All lines from the one containing "Locate the metal" to the end of the data below are to be returned exactly, both ends included, with nothing added.

**Input for this task**

======

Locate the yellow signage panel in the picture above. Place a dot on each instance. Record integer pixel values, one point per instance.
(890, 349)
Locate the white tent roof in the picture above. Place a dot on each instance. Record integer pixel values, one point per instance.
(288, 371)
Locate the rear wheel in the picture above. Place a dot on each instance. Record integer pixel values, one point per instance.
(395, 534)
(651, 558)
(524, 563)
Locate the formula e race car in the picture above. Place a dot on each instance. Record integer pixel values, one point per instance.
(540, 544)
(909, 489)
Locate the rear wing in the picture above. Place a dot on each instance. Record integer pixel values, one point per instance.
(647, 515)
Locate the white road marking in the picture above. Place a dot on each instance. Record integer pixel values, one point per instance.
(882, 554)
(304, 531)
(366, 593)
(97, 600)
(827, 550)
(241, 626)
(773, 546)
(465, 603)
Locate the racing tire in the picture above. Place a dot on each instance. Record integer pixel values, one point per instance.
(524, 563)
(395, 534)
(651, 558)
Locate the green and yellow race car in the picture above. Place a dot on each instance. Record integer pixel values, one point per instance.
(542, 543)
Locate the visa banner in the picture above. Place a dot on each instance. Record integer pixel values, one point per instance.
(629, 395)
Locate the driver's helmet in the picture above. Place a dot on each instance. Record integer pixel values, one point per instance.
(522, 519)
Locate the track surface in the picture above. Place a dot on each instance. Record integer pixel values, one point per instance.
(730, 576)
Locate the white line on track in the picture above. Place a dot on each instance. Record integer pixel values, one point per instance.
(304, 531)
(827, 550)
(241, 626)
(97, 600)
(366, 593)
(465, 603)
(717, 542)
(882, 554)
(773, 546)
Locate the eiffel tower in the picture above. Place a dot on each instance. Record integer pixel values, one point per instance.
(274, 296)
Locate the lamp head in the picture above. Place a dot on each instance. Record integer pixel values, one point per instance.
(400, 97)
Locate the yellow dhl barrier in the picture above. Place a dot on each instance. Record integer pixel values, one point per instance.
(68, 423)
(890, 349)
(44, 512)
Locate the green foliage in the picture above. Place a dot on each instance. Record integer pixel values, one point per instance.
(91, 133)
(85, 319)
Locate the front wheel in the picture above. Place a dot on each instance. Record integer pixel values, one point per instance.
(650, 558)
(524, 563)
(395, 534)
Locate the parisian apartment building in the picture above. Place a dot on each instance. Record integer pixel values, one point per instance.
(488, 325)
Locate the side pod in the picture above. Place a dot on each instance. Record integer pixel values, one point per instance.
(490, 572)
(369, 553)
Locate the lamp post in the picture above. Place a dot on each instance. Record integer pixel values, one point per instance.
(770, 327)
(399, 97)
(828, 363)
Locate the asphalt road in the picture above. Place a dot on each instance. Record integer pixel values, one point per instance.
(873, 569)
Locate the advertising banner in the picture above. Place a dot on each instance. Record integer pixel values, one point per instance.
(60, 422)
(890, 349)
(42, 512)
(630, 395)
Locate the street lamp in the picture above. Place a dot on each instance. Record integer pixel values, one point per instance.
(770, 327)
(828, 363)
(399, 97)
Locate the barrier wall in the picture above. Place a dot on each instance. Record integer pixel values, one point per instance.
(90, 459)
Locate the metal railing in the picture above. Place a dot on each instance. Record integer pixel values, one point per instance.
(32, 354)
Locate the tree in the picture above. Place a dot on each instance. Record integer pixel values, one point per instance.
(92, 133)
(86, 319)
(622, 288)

======

**Reply**
Locate the metal railing in the picture above. Place a dot on each instance. Record integer pixel values, one point per instance.
(32, 354)
Locate the tree in the picture above. Place a dot on each instance. Record integer pixel values, one point per instance.
(92, 133)
(86, 319)
(622, 288)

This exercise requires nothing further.